• **EXTRACTED ENTRIES**:
——
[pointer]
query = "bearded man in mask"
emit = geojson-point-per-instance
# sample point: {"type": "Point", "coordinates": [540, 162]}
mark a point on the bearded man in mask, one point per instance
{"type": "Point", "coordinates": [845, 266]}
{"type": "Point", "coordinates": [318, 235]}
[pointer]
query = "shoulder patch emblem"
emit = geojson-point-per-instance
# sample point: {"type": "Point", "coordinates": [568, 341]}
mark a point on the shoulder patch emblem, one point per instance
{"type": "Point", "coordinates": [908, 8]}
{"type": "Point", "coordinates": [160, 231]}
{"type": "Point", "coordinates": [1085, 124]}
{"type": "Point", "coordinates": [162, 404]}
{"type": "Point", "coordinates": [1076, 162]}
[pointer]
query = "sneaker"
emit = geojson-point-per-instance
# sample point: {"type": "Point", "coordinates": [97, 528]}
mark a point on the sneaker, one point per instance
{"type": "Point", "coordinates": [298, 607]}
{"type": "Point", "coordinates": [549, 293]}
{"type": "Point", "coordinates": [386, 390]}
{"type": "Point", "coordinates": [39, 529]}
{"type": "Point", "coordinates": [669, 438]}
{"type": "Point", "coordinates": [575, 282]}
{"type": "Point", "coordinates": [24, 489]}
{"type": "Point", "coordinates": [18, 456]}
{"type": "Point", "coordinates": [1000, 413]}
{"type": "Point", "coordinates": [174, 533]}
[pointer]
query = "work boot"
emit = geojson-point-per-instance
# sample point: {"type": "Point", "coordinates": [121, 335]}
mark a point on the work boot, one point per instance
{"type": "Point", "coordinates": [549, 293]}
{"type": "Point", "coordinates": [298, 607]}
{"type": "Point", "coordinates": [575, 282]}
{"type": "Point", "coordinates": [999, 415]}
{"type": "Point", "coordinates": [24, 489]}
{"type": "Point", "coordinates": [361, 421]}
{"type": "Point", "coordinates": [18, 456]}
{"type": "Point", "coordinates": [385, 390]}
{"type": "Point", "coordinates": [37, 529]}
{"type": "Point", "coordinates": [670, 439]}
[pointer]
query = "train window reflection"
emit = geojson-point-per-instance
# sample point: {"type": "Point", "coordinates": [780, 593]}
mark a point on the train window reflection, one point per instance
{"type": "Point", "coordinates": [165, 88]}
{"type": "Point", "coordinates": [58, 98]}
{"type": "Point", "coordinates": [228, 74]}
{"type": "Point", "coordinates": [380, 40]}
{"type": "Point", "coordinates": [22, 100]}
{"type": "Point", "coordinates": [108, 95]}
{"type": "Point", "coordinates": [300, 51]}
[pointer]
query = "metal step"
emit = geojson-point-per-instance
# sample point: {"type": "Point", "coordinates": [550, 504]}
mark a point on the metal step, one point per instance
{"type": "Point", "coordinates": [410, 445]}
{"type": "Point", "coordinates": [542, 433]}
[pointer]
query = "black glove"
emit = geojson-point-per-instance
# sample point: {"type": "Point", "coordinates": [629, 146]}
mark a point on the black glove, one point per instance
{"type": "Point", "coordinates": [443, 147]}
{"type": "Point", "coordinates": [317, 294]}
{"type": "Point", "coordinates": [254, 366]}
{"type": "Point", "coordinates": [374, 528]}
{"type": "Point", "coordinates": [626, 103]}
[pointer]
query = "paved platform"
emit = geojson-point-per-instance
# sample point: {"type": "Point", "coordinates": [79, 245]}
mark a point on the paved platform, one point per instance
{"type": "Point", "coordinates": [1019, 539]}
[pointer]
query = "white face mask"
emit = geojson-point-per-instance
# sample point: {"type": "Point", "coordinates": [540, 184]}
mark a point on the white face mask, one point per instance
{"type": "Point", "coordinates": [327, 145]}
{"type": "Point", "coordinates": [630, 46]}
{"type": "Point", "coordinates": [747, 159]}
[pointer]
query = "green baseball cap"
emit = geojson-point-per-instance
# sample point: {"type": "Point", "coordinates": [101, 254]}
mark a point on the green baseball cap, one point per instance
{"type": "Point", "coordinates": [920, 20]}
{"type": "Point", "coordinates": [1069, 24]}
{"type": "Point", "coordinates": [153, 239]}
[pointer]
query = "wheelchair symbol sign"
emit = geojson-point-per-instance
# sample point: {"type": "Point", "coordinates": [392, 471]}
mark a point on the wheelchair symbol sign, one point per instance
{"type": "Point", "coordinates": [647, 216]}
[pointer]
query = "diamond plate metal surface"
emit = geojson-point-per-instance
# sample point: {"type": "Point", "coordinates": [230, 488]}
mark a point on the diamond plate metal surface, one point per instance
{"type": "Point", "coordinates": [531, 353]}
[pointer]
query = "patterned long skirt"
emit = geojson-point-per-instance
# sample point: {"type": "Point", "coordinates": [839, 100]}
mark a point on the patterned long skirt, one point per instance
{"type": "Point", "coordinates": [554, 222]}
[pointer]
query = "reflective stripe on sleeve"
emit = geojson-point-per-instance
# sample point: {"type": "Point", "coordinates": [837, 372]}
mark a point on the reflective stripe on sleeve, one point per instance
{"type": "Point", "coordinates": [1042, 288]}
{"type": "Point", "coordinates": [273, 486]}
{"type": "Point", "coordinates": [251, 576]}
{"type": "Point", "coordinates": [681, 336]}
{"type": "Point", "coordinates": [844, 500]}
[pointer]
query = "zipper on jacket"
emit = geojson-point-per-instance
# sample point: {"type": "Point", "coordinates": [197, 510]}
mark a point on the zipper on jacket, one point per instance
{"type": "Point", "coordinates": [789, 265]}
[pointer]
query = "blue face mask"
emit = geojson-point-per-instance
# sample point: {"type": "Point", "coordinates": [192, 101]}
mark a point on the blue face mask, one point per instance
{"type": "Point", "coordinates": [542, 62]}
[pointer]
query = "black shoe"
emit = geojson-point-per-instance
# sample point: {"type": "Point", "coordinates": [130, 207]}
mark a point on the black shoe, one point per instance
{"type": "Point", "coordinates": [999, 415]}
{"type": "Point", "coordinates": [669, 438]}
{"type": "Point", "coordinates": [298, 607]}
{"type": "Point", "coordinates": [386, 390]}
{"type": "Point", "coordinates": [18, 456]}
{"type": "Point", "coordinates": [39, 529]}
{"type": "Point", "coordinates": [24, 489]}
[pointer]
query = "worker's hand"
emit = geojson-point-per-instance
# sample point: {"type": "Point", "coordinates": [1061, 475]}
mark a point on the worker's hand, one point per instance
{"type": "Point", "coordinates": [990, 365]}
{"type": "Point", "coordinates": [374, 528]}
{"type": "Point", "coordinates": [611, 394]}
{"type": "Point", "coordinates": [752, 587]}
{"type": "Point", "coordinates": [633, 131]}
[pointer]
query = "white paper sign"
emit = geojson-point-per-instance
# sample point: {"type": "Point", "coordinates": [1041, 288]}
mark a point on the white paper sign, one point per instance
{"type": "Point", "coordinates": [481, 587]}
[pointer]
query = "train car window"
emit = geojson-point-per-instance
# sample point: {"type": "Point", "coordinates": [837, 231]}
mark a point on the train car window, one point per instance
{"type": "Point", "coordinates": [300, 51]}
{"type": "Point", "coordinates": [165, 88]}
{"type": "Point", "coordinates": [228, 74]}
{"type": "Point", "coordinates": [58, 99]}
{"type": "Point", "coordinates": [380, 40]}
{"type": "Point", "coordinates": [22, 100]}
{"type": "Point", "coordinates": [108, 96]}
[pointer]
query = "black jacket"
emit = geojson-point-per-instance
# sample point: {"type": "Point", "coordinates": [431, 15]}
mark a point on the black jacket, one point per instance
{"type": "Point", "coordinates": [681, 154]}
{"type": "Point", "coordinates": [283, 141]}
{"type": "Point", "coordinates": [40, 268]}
——
• **EXERCISE DETAILS**: How many of the lines above contain the string "sneaker"? Reply with only the number.

• **WRITTEN SOLUTION**: 2